What to work on — Reproduce every one of the rows below word for word, leaving nothing out and changing nothing.

Information given —
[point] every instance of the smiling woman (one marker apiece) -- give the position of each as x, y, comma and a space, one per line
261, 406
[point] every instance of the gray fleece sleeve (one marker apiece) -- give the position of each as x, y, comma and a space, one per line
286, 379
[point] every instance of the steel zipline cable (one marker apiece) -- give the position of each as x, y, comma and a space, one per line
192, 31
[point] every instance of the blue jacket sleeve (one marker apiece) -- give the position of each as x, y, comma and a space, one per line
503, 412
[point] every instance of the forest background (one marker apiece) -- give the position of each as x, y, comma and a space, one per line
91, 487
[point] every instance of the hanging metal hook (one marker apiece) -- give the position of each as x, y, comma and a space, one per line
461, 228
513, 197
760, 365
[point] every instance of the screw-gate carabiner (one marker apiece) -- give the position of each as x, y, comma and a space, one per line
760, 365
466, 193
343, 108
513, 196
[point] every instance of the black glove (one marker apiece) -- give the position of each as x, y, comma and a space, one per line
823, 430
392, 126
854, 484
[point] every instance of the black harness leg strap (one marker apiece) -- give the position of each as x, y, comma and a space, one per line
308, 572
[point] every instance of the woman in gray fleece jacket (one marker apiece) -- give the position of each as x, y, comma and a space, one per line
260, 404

Reply —
[point] every instance of the smiling woman (one marker apiece) -- give the position of each as x, y, comma and a space, one per line
261, 406
[point] every instance of the gray fleece sleeve (one marker apiece) -- give the position of each as x, y, comma and a space, one per line
286, 379
[point] every instance of the steel zipline cable (one marker apiece) -- give the position of each as x, y, comma and a space, one per line
192, 31
[point] every instance of the blue jacket sleeve (one marker apiece) -- give the position of each as x, y, comma and a space, one per line
503, 412
[point] every instance of the forest background (one marker apiece) -- give the position of each as x, y, comma and a space, one per line
91, 487
[point] every instance of the hanging metal hook (one marker apiece) -- give the position of each as x, y, comma and a space, one per line
461, 228
513, 197
760, 365
[point] every instance of the screw-gate carabiner (one marker apiece) -- give the position of each as x, y, comma and a space, one per line
760, 365
466, 193
343, 108
513, 196
[point] every instance of the black glove (one marker apiece) -- give the position of each as x, y, comma and a space, one per line
823, 430
392, 126
854, 484
[point] every instance of the black harness leg strap (one marker apiece) -- give the position of each as x, y, comma and a space, one per line
308, 572
[point] every instance of the woman in gray fleece jacket (one marker apiece) -- give the position of each as x, y, comma and a space, one per line
260, 404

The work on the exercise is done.